What the task asks –
Copy each of the lines below that contains the word "stone".

+++ Stored records +++

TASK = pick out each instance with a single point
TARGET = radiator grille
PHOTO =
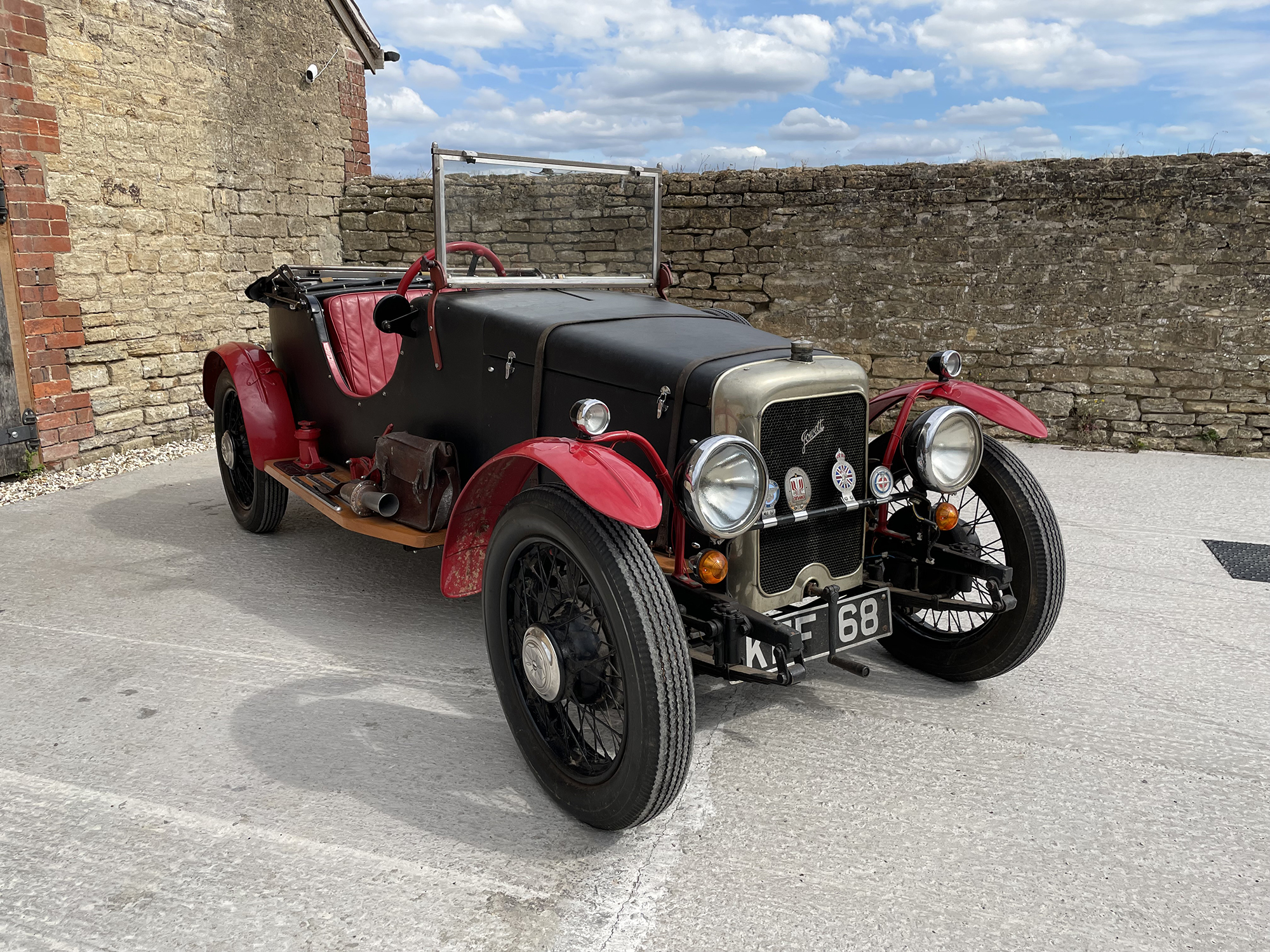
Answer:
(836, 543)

+++
+++ Stored records +++

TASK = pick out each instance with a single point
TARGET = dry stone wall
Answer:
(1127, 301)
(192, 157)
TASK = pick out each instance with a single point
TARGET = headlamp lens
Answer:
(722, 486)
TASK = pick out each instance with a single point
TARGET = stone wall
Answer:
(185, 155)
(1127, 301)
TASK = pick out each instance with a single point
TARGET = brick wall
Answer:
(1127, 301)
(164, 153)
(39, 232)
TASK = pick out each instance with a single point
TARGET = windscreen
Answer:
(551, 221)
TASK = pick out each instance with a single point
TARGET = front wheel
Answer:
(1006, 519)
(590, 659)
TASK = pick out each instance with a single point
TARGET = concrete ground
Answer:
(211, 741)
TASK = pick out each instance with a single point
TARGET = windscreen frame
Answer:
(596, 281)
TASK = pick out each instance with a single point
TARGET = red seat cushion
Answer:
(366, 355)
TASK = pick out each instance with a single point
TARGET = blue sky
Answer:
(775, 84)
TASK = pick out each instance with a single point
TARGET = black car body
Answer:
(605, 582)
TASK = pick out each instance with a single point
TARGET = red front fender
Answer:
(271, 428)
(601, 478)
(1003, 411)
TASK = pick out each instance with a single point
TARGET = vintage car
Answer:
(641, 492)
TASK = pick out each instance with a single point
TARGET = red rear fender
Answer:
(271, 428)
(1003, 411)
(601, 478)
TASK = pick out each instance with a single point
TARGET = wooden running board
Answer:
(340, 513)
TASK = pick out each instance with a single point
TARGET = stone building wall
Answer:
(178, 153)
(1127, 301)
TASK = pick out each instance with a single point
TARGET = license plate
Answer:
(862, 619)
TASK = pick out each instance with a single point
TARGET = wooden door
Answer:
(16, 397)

+++
+++ Stored records +++

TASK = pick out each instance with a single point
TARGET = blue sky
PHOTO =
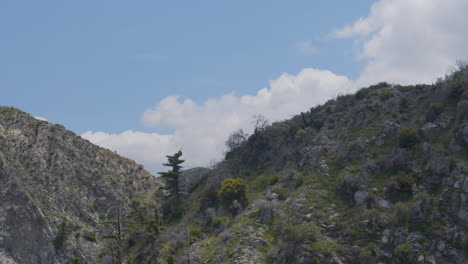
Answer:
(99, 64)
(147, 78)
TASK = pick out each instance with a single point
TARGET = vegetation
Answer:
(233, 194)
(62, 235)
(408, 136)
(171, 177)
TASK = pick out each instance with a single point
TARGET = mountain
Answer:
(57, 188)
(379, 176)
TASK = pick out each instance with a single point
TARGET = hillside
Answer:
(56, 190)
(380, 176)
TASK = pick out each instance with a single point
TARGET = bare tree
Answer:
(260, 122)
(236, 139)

+++

Answer to the problem –
TARGET = dry stone wall
TARGET = stone wall
TARGET = stone building wall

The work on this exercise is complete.